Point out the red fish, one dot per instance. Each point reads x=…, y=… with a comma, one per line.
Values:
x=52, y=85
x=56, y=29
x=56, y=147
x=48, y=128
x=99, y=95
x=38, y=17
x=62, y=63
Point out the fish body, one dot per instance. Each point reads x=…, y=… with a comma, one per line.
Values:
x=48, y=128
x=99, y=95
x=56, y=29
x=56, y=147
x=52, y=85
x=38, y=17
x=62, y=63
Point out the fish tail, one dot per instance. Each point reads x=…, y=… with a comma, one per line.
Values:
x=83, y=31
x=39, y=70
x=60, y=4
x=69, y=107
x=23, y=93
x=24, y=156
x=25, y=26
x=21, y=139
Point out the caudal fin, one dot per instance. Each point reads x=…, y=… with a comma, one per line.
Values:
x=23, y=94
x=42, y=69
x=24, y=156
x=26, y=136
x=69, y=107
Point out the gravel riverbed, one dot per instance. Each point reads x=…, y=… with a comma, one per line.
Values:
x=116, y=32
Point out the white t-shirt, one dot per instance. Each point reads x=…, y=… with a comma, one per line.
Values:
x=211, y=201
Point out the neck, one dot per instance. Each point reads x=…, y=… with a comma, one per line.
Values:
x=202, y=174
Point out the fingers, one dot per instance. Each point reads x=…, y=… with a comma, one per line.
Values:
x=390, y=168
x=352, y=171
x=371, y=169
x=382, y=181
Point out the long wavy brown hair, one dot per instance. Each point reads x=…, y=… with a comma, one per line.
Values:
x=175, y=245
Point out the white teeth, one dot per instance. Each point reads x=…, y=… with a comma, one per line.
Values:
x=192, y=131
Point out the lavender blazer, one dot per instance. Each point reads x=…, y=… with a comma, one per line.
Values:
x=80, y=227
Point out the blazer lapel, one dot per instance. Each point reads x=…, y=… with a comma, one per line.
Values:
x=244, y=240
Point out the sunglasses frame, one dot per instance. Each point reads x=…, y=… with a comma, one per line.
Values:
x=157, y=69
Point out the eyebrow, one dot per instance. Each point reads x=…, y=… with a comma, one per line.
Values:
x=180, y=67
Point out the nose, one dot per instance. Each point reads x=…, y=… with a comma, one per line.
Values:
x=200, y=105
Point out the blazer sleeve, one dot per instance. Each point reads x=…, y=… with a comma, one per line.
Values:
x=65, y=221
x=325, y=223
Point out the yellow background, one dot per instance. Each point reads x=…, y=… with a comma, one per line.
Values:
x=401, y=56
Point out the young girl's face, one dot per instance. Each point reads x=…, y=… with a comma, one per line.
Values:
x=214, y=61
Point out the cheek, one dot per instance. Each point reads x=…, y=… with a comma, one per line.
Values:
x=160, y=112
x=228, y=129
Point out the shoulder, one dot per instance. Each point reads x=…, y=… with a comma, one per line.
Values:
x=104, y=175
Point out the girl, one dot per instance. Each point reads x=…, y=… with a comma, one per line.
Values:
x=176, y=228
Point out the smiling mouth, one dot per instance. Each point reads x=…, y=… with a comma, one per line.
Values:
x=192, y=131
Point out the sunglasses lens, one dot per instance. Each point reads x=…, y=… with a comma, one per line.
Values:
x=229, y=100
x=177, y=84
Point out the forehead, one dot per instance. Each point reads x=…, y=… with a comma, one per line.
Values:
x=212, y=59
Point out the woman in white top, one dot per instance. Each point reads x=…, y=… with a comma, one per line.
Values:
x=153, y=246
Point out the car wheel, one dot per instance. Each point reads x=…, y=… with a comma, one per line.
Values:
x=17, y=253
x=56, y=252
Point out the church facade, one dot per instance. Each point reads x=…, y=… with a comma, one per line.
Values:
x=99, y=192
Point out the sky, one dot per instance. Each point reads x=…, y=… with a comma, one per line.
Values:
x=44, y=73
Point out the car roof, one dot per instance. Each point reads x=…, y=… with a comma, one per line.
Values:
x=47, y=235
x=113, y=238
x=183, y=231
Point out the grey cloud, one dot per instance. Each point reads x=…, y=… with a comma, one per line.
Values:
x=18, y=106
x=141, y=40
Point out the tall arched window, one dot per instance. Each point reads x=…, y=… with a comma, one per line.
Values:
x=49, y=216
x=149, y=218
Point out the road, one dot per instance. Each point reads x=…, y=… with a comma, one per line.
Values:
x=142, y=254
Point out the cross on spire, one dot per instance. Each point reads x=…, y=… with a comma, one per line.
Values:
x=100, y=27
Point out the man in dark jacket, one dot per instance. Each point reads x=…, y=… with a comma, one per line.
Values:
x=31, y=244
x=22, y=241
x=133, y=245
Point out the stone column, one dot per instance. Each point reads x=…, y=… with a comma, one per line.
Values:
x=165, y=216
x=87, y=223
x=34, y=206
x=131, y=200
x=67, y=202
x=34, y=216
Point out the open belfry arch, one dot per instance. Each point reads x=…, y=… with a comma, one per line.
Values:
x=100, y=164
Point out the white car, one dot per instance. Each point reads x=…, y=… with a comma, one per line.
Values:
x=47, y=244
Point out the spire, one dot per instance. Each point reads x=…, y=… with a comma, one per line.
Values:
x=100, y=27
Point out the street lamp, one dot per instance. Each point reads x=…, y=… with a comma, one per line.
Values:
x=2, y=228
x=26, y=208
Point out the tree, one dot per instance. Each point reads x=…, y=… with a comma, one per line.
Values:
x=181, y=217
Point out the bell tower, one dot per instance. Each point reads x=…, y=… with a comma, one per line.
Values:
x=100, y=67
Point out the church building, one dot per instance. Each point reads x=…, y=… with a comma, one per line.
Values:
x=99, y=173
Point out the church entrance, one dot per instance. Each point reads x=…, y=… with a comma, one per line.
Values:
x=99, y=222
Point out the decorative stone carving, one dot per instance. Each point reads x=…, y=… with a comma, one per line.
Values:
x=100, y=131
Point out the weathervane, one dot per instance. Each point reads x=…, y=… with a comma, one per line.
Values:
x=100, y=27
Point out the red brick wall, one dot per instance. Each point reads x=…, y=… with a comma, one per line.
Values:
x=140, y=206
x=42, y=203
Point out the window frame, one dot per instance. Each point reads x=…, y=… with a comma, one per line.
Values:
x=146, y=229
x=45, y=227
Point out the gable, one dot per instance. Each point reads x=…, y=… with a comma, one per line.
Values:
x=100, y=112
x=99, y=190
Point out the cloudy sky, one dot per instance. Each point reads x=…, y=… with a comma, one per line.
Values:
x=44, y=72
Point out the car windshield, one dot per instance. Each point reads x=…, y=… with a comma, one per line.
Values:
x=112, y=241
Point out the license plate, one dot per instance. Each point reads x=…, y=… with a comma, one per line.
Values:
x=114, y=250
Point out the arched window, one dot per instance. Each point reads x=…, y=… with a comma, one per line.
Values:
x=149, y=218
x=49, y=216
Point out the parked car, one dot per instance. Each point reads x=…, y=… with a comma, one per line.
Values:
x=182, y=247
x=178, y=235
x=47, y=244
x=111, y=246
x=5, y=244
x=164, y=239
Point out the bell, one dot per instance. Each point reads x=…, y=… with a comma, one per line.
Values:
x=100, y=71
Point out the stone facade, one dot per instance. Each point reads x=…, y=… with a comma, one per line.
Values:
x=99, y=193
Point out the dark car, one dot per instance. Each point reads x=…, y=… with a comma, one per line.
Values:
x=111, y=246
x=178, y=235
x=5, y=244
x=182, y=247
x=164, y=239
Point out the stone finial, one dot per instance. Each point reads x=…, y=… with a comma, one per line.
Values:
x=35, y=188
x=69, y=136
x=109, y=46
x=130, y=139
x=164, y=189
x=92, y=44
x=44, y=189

PROMPT → Count the lines in the records that include the word "frame". Report the total alone.

OUTPUT FOR THIS EXERCISE → 2